Directive → Reproduce, word for word, the stretch of the records below from the line containing "Identify every instance of the pink" through the line containing "Identify every instance of the white floral", with both of those lines included.

Rows →

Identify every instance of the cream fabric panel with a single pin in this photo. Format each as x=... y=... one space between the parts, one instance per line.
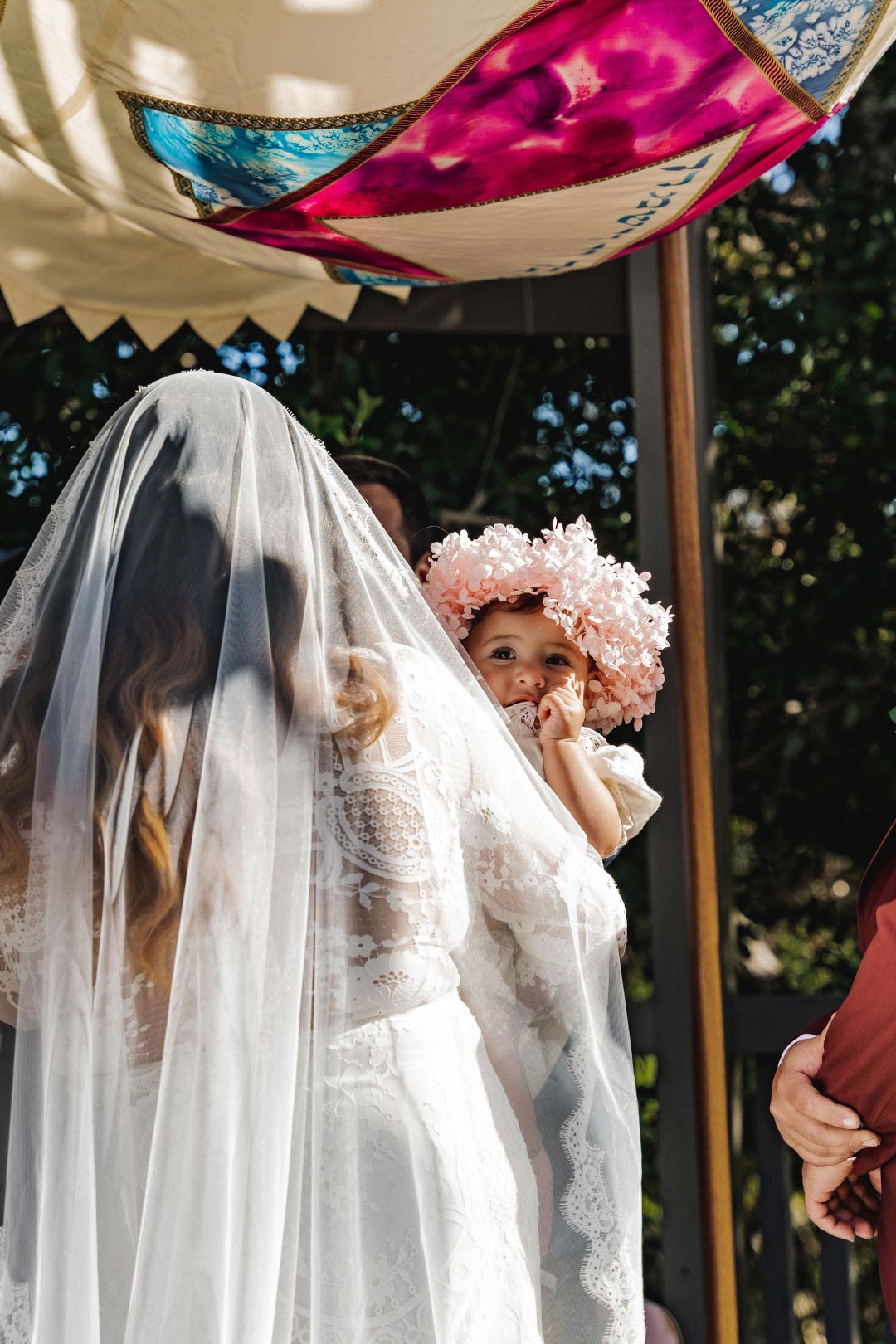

---

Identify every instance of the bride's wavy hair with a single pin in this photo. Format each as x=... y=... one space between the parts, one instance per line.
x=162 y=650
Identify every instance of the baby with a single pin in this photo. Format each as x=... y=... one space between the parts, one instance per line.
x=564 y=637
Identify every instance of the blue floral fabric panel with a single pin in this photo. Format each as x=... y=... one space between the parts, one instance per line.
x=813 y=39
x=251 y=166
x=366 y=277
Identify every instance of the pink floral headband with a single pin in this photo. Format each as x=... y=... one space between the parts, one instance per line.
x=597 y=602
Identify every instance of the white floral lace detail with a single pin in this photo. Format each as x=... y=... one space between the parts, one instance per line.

==

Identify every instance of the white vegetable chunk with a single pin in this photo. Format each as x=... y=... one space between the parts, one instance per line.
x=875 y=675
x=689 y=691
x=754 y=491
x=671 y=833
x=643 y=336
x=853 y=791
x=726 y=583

Written response →
Identify every instance of the pink floral headband with a single pin in this photo. Format each as x=... y=... one space between the parts, one instance per line.
x=597 y=602
Identify every instance of the white floral lace detail with a single pin in this photo. Format each as x=... y=... one space between the parts, one instance per line.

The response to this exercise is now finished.